GIVEN INSTRUCTION:
Copy the lines of the listing verbatim, from the line containing "[trace] utility pole" up to and including the line containing "[[[10,92],[10,47],[7,47],[7,85],[6,85],[6,99],[9,99]]]".

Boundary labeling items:
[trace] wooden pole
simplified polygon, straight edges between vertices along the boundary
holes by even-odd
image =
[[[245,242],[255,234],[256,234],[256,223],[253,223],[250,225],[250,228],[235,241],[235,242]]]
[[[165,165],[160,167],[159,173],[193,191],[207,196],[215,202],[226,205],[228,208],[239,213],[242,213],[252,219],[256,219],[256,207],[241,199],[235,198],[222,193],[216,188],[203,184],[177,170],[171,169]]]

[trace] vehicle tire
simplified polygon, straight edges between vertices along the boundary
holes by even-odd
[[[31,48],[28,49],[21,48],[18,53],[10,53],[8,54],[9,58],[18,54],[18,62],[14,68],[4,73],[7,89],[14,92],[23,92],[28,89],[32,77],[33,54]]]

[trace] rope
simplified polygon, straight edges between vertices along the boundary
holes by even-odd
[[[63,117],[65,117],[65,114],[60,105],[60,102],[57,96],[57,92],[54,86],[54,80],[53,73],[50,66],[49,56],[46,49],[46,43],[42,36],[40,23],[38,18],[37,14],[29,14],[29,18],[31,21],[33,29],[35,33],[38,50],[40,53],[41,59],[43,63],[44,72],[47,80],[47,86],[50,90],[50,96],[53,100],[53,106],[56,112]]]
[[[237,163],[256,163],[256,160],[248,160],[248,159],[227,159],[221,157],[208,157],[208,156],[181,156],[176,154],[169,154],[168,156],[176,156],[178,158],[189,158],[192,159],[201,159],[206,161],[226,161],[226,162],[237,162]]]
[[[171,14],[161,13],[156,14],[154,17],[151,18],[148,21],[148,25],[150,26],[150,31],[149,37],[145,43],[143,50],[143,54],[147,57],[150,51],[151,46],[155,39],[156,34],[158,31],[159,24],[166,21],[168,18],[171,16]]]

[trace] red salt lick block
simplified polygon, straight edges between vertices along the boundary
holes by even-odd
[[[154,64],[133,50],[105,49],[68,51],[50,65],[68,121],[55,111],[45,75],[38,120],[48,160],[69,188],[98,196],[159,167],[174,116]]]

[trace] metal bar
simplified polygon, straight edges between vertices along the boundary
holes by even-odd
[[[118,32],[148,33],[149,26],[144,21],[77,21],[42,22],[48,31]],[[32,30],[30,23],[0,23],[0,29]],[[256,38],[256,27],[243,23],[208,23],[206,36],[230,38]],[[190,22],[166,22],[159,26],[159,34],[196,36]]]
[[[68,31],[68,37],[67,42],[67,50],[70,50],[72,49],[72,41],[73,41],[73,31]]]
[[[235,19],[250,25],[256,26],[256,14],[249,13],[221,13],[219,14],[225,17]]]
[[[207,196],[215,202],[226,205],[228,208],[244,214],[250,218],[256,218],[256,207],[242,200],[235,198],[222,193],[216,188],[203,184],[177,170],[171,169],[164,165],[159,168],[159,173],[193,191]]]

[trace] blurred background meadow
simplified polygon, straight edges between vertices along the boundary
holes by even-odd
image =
...
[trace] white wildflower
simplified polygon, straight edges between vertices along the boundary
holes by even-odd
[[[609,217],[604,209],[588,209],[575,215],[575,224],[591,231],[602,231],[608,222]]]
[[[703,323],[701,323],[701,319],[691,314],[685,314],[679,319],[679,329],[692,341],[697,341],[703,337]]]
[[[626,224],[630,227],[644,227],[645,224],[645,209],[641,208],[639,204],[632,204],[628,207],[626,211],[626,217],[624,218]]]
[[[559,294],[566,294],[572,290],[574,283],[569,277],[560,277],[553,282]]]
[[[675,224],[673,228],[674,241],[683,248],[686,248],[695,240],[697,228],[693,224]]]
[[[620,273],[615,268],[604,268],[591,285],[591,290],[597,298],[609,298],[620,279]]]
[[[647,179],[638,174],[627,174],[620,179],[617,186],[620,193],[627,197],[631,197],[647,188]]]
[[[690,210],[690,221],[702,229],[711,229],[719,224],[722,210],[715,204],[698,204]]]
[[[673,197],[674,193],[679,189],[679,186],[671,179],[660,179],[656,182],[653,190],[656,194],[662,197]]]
* * *
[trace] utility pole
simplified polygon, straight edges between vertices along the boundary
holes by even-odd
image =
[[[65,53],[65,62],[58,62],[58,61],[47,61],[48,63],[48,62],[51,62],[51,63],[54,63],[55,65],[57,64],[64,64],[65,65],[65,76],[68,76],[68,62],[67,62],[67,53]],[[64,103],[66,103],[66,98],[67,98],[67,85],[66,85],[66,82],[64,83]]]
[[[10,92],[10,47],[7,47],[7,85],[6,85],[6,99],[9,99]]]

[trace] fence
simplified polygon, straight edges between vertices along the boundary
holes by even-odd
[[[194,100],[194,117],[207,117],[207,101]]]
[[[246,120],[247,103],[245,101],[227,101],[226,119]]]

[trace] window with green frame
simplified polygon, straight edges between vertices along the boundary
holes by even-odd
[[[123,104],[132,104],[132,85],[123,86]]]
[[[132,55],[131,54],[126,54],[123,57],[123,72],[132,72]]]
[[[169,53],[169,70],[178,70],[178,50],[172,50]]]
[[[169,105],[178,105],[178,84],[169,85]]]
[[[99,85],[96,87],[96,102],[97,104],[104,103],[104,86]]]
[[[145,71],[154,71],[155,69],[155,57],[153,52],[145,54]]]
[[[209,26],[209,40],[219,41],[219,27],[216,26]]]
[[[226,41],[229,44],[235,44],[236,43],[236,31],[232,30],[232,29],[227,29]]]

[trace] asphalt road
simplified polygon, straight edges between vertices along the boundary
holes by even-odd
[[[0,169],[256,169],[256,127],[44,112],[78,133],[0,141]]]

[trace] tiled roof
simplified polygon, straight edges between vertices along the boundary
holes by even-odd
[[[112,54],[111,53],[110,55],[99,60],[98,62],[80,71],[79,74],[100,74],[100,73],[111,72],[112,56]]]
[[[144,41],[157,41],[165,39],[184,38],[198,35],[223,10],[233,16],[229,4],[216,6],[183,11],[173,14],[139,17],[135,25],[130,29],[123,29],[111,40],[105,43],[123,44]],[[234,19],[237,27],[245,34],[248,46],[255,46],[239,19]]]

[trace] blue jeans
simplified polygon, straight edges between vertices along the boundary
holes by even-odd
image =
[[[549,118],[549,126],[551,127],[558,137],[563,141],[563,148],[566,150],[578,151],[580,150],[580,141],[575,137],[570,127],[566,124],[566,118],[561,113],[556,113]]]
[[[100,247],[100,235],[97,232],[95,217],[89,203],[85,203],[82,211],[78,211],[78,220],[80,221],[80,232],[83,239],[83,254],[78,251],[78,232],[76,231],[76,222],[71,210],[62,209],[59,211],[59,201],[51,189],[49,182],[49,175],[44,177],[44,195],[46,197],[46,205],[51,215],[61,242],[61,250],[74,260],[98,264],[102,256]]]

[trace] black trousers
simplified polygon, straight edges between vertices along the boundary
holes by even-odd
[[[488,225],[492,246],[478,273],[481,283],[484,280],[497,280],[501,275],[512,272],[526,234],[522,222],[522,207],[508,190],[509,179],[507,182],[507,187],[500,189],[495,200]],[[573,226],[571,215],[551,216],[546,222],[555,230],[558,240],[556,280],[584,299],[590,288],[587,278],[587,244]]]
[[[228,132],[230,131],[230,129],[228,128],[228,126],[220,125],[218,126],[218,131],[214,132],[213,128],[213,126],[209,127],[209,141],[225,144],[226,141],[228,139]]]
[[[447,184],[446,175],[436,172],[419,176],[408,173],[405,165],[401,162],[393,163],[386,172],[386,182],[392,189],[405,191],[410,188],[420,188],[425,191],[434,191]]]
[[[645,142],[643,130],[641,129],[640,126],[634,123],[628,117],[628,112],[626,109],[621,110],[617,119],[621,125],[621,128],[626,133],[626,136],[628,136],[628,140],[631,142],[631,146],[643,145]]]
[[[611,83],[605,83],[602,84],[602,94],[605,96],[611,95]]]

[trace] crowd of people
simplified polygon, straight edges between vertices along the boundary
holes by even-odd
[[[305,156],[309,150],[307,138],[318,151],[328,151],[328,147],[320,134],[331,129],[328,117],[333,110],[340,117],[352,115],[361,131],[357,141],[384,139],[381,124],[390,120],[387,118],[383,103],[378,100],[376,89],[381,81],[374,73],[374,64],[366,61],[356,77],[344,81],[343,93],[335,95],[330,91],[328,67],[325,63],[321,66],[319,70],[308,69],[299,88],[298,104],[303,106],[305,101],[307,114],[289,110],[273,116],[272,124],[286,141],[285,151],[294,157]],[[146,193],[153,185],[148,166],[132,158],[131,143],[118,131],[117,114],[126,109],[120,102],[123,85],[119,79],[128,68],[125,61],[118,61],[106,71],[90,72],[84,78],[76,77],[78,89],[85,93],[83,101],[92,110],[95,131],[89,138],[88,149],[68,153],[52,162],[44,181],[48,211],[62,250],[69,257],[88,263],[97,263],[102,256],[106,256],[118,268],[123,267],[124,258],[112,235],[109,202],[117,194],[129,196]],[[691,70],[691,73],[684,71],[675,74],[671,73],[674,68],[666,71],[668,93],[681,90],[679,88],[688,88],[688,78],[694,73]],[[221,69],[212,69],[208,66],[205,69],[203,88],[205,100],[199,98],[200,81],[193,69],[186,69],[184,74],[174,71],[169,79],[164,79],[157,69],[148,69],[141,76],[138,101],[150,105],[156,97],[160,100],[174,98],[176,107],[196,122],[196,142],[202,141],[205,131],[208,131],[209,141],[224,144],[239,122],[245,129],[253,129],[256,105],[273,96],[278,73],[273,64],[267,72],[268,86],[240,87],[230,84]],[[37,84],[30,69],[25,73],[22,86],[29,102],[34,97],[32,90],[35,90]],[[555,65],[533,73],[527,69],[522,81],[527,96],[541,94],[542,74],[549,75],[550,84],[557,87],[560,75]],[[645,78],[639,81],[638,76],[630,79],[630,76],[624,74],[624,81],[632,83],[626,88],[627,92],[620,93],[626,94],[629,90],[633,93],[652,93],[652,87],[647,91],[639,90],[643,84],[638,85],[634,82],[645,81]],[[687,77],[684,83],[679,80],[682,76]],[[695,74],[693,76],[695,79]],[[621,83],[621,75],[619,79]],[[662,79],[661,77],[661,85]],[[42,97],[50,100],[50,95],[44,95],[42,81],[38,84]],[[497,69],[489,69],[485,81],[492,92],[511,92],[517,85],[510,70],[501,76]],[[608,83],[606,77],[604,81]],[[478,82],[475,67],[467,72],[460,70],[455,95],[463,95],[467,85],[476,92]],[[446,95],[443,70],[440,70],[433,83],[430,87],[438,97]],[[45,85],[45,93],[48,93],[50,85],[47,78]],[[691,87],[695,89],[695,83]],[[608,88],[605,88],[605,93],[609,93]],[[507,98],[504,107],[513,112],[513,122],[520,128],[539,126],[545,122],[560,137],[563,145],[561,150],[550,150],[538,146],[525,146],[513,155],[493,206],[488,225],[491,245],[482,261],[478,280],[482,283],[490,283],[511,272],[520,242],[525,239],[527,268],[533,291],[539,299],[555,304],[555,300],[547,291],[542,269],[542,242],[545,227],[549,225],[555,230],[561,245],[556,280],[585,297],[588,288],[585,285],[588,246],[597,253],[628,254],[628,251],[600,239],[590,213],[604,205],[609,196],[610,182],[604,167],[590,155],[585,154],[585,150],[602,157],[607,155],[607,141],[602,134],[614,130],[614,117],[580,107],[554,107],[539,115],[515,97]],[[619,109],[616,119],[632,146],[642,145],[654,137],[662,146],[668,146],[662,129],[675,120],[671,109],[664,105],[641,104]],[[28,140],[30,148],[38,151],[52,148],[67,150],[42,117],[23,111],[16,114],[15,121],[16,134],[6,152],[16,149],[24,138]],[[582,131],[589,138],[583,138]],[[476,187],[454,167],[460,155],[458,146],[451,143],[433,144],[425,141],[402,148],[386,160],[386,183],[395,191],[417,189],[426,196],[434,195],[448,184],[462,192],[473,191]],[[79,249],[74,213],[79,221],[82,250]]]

THE SOLUTION:
[trace] utility pole
simplified polygon, straight edges between vertices along the boundary
holes by even-odd
image =
[[[65,53],[65,62],[58,62],[58,61],[47,61],[48,63],[48,62],[51,62],[51,63],[54,63],[55,65],[57,64],[64,64],[65,65],[65,76],[68,76],[68,62],[67,62],[67,53]],[[64,103],[66,103],[66,98],[67,98],[67,85],[66,85],[66,82],[64,83]]]
[[[10,92],[10,47],[7,47],[7,85],[6,85],[6,99],[9,99]]]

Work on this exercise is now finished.